→ **REQUIRED WORK**:
The listing has to be given again in full and exactly.

→ **SUPPLIED MATERIAL**:
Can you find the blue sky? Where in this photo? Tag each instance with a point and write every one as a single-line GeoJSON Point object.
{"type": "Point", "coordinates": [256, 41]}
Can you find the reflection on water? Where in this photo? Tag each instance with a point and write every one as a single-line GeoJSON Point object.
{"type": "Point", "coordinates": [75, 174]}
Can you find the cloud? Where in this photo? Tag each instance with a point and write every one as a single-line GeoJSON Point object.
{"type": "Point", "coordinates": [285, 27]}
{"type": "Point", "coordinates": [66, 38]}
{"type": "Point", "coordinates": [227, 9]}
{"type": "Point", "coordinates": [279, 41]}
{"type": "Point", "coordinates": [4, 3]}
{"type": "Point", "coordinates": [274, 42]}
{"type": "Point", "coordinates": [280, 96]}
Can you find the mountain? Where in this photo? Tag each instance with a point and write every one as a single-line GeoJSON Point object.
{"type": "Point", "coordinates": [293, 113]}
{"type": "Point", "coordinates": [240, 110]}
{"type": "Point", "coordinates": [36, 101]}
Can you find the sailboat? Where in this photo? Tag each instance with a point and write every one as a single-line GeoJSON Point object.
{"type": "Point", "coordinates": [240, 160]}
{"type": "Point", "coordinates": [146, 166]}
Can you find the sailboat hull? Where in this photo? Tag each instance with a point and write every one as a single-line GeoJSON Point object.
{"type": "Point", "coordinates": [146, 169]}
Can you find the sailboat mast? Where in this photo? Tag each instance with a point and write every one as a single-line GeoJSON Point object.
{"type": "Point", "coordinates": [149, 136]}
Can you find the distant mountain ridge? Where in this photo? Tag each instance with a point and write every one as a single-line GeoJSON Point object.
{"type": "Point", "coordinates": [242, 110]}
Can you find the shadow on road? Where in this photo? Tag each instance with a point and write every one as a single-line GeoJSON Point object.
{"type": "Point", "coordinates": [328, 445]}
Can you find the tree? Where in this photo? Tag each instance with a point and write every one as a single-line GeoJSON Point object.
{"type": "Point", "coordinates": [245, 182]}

→ **OUTPUT**:
Can you find the blue sky? Where in this photo? Tag each instance with a point and write every one as a single-line GeoJSON Point object.
{"type": "Point", "coordinates": [256, 41]}
Can you find the reflection on water? Where in this photo? Tag each instance with a point and write every one as a single-line GeoJSON Point object.
{"type": "Point", "coordinates": [75, 174]}
Can you find the cloud? Where in this photo? Tag each instance with a point and write every one as a single-line GeoJSON Point object.
{"type": "Point", "coordinates": [285, 27]}
{"type": "Point", "coordinates": [66, 38]}
{"type": "Point", "coordinates": [227, 9]}
{"type": "Point", "coordinates": [279, 41]}
{"type": "Point", "coordinates": [4, 3]}
{"type": "Point", "coordinates": [274, 42]}
{"type": "Point", "coordinates": [280, 96]}
Can you find the mountain? Where in this photo? Tag each instance with a point and write every one as a single-line GeoJSON Point object.
{"type": "Point", "coordinates": [293, 113]}
{"type": "Point", "coordinates": [240, 110]}
{"type": "Point", "coordinates": [36, 101]}
Can you find the sailboat? Where in this photo? Tag each instance with a point and write every one as a single-line GeoJSON Point object.
{"type": "Point", "coordinates": [240, 160]}
{"type": "Point", "coordinates": [146, 166]}
Can you find the sailboat hull? Where in this photo? Tag each instance with a point and write every one as a single-line GeoJSON Point object.
{"type": "Point", "coordinates": [146, 169]}
Can you find the sailboat mast? Where in this photo? Tag each instance with a point and write every one as a single-line GeoJSON Point object.
{"type": "Point", "coordinates": [149, 136]}
Can you find the distant mountain ridge? Where in this photo? Tag each instance with a point and write every one as a single-line GeoJSON Point object.
{"type": "Point", "coordinates": [242, 110]}
Can you find the shadow on road? Where in this photo? Tag each instance with a point and write every one as a single-line GeoJSON Point object.
{"type": "Point", "coordinates": [328, 445]}
Can you find the tree? Where in this photo? Tag each instance with a point and write every one as a single-line GeoJSON Point object.
{"type": "Point", "coordinates": [245, 182]}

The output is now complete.